_What you need to do_. From the material below, keep only the lines that contain the string "Target" and copy each one out in full.

_Data for processing_.
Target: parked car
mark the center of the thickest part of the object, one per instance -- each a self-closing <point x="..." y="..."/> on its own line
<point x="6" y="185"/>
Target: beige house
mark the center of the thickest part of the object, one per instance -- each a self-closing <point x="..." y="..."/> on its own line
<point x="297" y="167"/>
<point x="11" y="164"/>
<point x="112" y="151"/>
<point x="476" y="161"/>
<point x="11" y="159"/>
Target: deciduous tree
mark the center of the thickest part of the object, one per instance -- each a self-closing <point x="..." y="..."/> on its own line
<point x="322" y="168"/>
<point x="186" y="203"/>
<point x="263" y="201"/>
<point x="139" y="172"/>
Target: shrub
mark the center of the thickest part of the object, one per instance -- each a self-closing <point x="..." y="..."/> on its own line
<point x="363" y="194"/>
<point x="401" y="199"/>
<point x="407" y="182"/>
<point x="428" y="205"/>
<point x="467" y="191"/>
==
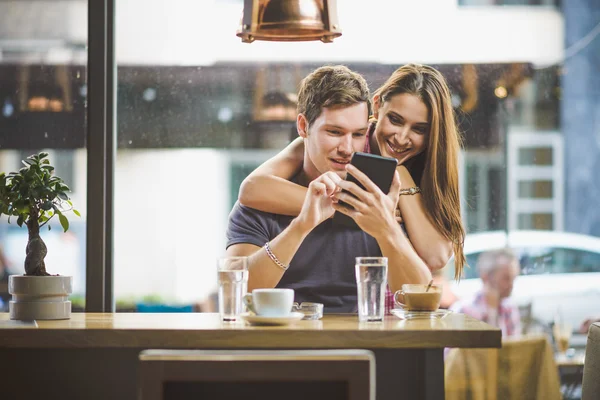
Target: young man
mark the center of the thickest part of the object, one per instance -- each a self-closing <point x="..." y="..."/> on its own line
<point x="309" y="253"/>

_Output_.
Target: parked car
Target: beige house
Target: deciduous tree
Target: shrub
Target: young man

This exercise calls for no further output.